» **Descrição do exercício**
Responda com base no excerto sobre as perguntas ecológicas:
1. Em quantas das 11 perguntas ecológicas a percepção mais comum é positiva?
2. Que dois casos ficam na percepção de manutenção da situação anterior?
3. Segundo o excerto, por que a resposta sobre as macroalgas verdes pode ser vista como positiva?

» **Excerto escolhido**
+++++

Para 8 das 11 perguntas ecológicas, a percepção modal é positiva (i.e. de alguma melhoria durante os últimos 4-5 anos) o que se reflecte também na soma das respostas ecológicas (ver Informação de suporte – Figura IdS 3). As únicas modas a situar-se na percepção de manutenção da situação anterior são os casos das macroalgas castanhas (indicador sobre estado de habitats) e os avistamentos de aves e mamíferos marinhos (indicador sobre presença de predadores de topo na comunidade). No caso das macroalgas verdes prevalece também a percepção da manutenção da situação, mas neste caso a resposta pode ser considerada positiva, uma vez que não aponta para aumentos da eutrofização na zona do PMLS.

+++++

» **Material apresentado**
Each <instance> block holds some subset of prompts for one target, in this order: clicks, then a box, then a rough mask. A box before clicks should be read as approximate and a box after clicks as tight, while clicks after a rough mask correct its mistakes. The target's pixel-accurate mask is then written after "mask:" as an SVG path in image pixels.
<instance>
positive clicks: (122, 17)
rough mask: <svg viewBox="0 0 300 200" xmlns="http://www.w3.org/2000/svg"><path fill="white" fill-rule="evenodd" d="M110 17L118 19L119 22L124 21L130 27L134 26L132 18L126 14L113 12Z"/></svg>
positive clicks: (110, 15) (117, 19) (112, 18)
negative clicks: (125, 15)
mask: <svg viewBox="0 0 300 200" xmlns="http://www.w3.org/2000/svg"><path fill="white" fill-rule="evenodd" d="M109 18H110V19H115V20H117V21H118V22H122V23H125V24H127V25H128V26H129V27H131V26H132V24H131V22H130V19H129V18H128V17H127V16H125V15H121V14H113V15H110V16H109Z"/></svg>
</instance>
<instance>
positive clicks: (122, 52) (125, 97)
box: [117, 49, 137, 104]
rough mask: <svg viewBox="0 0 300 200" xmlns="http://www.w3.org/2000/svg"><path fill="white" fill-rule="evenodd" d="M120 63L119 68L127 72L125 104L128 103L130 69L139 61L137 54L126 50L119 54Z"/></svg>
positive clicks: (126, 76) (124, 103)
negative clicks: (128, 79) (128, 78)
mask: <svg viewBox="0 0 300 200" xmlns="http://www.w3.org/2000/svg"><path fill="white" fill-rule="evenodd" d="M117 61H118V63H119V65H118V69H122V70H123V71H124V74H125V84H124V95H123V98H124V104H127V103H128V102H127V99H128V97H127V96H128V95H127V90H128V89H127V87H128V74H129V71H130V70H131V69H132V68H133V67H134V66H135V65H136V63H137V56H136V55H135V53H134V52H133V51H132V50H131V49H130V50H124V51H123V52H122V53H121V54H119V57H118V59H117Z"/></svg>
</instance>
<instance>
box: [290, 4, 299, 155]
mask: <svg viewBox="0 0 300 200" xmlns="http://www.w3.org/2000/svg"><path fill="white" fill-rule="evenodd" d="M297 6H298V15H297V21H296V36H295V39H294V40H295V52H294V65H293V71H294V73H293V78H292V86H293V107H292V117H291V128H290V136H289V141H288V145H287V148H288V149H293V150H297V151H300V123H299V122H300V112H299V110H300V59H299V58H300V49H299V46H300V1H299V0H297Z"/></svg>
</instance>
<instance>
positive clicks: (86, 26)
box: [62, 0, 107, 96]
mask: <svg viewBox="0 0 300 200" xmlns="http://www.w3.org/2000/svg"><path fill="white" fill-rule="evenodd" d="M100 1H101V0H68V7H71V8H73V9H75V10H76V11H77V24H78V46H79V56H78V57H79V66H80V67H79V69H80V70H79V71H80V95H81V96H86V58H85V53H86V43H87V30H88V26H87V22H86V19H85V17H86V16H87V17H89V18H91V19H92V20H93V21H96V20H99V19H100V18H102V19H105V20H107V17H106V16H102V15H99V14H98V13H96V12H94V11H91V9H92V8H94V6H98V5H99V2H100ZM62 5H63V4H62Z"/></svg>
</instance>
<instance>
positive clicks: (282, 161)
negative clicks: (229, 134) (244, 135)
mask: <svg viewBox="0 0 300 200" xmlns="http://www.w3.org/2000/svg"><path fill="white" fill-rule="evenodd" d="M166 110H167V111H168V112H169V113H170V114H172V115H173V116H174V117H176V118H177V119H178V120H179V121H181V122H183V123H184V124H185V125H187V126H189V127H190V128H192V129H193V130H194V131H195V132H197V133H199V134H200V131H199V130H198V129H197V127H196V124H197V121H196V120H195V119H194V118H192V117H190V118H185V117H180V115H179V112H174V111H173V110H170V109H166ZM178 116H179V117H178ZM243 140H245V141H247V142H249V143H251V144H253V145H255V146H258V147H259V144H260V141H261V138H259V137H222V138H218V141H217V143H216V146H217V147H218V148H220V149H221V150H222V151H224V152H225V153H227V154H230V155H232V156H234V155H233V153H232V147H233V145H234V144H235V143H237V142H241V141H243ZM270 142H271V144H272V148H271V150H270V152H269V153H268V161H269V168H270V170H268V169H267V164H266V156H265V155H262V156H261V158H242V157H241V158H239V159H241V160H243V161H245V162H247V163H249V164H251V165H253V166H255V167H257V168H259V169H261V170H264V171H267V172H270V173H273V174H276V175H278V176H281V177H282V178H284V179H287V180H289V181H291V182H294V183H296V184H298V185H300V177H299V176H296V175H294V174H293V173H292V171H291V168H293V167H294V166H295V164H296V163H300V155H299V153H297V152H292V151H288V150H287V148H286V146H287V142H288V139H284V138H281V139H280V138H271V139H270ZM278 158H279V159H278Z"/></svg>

+++++

» **Resultado**
1. Em 8 das 11 perguntas.
2. As macroalgas castanhas e os avistamentos de aves e mamíferos marinhos.
3. Porque não aponta para aumentos da eutrofização na zona do PMLS.